▶ [Exercise brief]
Repeat the records exactly. Leave out the pictures.

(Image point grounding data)
-----

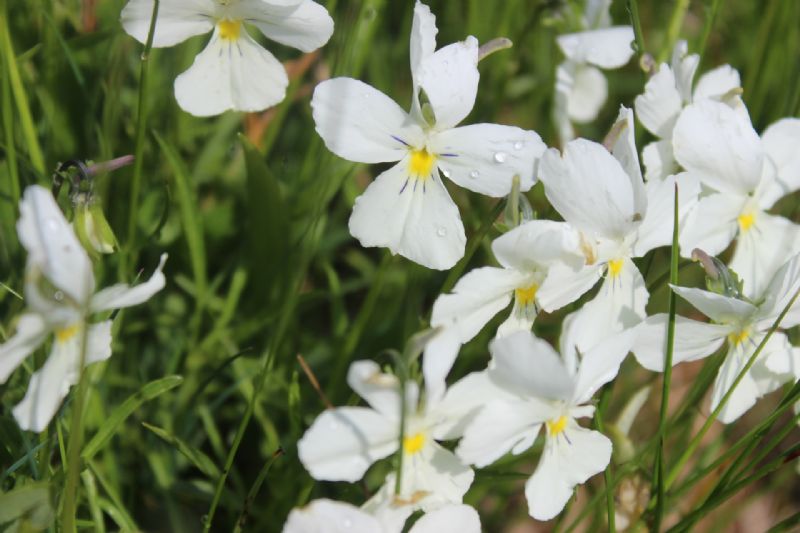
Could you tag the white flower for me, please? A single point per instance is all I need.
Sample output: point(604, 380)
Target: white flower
point(540, 262)
point(747, 175)
point(536, 388)
point(667, 92)
point(59, 293)
point(603, 196)
point(328, 516)
point(233, 71)
point(407, 208)
point(581, 88)
point(742, 326)
point(343, 442)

-----

▶ [Solution for this problem]
Could you tag the white flower for me, please? A single point per instance is all I need.
Sample output: point(604, 380)
Target: white flower
point(540, 262)
point(747, 175)
point(536, 388)
point(667, 92)
point(59, 293)
point(603, 196)
point(328, 516)
point(233, 71)
point(407, 208)
point(581, 88)
point(742, 326)
point(343, 442)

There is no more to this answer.